■ To be done
Every entry below should be transcribed exactly; pictures stay out of the copy.

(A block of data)
╔══

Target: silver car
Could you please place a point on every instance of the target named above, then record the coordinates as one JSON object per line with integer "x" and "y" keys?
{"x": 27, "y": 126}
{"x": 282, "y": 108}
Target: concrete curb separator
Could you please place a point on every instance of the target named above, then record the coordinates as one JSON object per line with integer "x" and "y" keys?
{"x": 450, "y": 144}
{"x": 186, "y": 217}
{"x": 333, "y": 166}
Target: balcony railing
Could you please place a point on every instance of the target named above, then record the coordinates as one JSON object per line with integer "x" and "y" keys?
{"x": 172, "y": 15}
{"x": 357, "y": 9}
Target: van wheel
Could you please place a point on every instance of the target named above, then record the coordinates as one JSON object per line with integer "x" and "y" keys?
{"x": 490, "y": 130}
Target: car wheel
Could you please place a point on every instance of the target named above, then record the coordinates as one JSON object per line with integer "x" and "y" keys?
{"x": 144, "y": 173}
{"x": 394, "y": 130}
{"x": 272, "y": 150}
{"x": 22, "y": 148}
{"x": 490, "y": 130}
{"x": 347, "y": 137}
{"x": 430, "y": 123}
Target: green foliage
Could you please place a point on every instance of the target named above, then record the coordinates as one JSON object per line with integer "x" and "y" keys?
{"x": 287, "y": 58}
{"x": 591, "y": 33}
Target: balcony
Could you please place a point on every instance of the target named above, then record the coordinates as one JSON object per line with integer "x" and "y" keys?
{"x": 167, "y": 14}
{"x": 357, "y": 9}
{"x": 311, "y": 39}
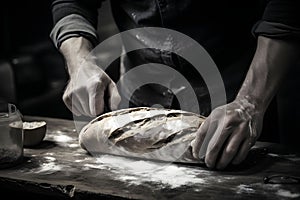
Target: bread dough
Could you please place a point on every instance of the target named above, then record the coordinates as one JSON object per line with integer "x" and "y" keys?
{"x": 143, "y": 132}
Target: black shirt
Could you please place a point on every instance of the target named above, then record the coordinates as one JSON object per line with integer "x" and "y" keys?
{"x": 226, "y": 29}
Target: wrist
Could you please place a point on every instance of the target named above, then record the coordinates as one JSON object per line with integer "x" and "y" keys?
{"x": 75, "y": 51}
{"x": 251, "y": 104}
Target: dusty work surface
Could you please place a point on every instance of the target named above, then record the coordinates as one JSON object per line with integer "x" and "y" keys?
{"x": 59, "y": 167}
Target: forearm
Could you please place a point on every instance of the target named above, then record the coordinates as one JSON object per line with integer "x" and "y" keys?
{"x": 75, "y": 50}
{"x": 270, "y": 64}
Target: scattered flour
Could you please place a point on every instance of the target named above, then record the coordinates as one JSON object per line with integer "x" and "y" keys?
{"x": 244, "y": 189}
{"x": 286, "y": 193}
{"x": 48, "y": 168}
{"x": 62, "y": 138}
{"x": 139, "y": 172}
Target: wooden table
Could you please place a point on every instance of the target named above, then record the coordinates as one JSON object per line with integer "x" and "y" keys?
{"x": 60, "y": 167}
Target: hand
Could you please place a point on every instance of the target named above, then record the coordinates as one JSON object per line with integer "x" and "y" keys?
{"x": 87, "y": 88}
{"x": 231, "y": 131}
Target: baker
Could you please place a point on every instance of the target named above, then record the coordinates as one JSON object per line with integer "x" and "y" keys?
{"x": 253, "y": 43}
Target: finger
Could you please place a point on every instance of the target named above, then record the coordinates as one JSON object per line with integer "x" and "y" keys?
{"x": 200, "y": 135}
{"x": 76, "y": 105}
{"x": 97, "y": 100}
{"x": 67, "y": 99}
{"x": 113, "y": 96}
{"x": 82, "y": 104}
{"x": 244, "y": 150}
{"x": 231, "y": 148}
{"x": 219, "y": 134}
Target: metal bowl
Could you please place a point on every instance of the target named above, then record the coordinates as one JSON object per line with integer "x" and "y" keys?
{"x": 34, "y": 132}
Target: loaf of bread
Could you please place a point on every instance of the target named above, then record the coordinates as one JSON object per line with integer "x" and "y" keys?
{"x": 143, "y": 132}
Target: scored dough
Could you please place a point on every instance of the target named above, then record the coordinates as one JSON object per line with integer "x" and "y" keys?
{"x": 143, "y": 132}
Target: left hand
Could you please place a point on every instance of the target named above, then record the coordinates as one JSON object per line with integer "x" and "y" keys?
{"x": 234, "y": 129}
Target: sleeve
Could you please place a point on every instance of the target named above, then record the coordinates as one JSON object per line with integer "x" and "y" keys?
{"x": 280, "y": 20}
{"x": 74, "y": 18}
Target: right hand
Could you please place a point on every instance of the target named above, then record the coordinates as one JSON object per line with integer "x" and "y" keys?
{"x": 87, "y": 89}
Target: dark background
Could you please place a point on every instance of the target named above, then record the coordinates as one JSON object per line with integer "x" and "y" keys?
{"x": 33, "y": 76}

╚══

■ Exercise answer
Target: silver car
Could you please place a point on every instance of the target named above, then record the coordinates as one JSON object per line with integer "x" and "y" keys?
{"x": 27, "y": 126}
{"x": 282, "y": 108}
Target: concrete curb separator
Could you please place a point on every instance of the target named above, then record the coordinates as one JSON object per line with integer "x" and "y" keys?
{"x": 450, "y": 144}
{"x": 186, "y": 217}
{"x": 333, "y": 166}
Target: balcony railing
Could you please place a point on every instance of the target named above, then record the coordinates as one JSON object per line with integer "x" and "y" keys?
{"x": 172, "y": 15}
{"x": 357, "y": 9}
Target: van wheel
Could you please place a point on every instance of the target named above, then record the coordinates as one JSON object per line with integer "x" and "y" keys?
{"x": 490, "y": 130}
Target: car wheel
Could you please place a point on every instance of the target named above, then record the coordinates as one JSON object per line with integer "x" and "y" keys?
{"x": 144, "y": 173}
{"x": 394, "y": 130}
{"x": 272, "y": 150}
{"x": 22, "y": 148}
{"x": 490, "y": 130}
{"x": 347, "y": 137}
{"x": 430, "y": 123}
Target: green foliage
Could you please place a point on every instance of the target named above, then record the coordinates as one JSON object per line with integer "x" and "y" keys?
{"x": 287, "y": 58}
{"x": 591, "y": 33}
Target: balcony
Could you please place a point on every instance of the target named above, then record the coordinates as one JSON object per line with integer "x" and "y" keys?
{"x": 167, "y": 14}
{"x": 357, "y": 9}
{"x": 311, "y": 39}
Target: bread dough
Could you please place a point on every instance of the target named above, then record the coordinates as one JSON object per line with integer "x" and "y" keys?
{"x": 143, "y": 132}
Target: black shirt
Could you please place a point on every instance of the target named above, then record the coordinates as one JSON object per line with integer "x" and "y" keys?
{"x": 226, "y": 29}
Target: wrist
Could you please place a point on every instance of the target named above, then record the coordinates as one JSON object per line with integer "x" and "y" keys?
{"x": 75, "y": 51}
{"x": 251, "y": 104}
Target: dusty work surface
Could you please place a point on every instance of the target named above, then record the coordinates as one JSON object per line with integer "x" and "y" keys?
{"x": 59, "y": 167}
Target: forearm
Could you please place a point on every instance of the target named above, then record the coordinates as one JSON object per line with integer "x" and "y" keys?
{"x": 75, "y": 50}
{"x": 270, "y": 64}
Target: scattered flour
Could you please place a point on every instance of the target named above, then record the coordinates as one JSON object per line with integer "x" and "y" keys?
{"x": 244, "y": 189}
{"x": 286, "y": 193}
{"x": 48, "y": 168}
{"x": 62, "y": 138}
{"x": 139, "y": 172}
Target: wooden table
Could you please place a point on every instance of the target named above, then record the coordinates as one JSON object per line with integer "x" and "y" keys?
{"x": 60, "y": 167}
Target: hand
Could you please place a point on every instance of the target named above, then record the coordinates as one JSON object per line with integer "x" and "y" keys?
{"x": 87, "y": 88}
{"x": 231, "y": 131}
Target: baker
Could you please place a point on every instance of the target named above, then record the coordinates as one JSON object per line with integer "x" and "y" keys?
{"x": 253, "y": 43}
Target: finger
Could you please place a point on every instance of the target named above, then record the coordinates as one JSON object per line with integer "x" and "y" keys?
{"x": 200, "y": 135}
{"x": 76, "y": 105}
{"x": 97, "y": 100}
{"x": 67, "y": 99}
{"x": 113, "y": 96}
{"x": 82, "y": 104}
{"x": 244, "y": 150}
{"x": 231, "y": 148}
{"x": 219, "y": 134}
Target: metal bowl
Could you please place a point on every instance of the target named above, then record the coordinates as one JSON object per line with integer "x" and "y" keys?
{"x": 34, "y": 132}
Target: loaf of bread
Could you please place a point on every instance of the target named above, then record the coordinates as one JSON object per line with integer "x" and "y" keys?
{"x": 143, "y": 132}
Target: scored dough
Could you please place a point on every instance of the target named above, then record the coordinates as one JSON object per line with integer "x" and "y" keys?
{"x": 143, "y": 132}
Target: left hand
Could you please place a point on every instance of the target named above, then record the coordinates as one JSON object per line with integer "x" and "y" keys?
{"x": 234, "y": 129}
Target: sleeve
Could you please place a point on every instance of the target named above, then record the coordinates as one JSON object per line with integer "x" and "y" keys?
{"x": 280, "y": 20}
{"x": 74, "y": 18}
Target: right hand
Could you please place a point on every instance of the target named above, then record the coordinates as one JSON object per line with integer "x" and "y" keys?
{"x": 87, "y": 89}
Target: dark background
Could you please place a point on every instance of the target named above, then record the coordinates as one JSON object per line with integer "x" and "y" keys?
{"x": 33, "y": 76}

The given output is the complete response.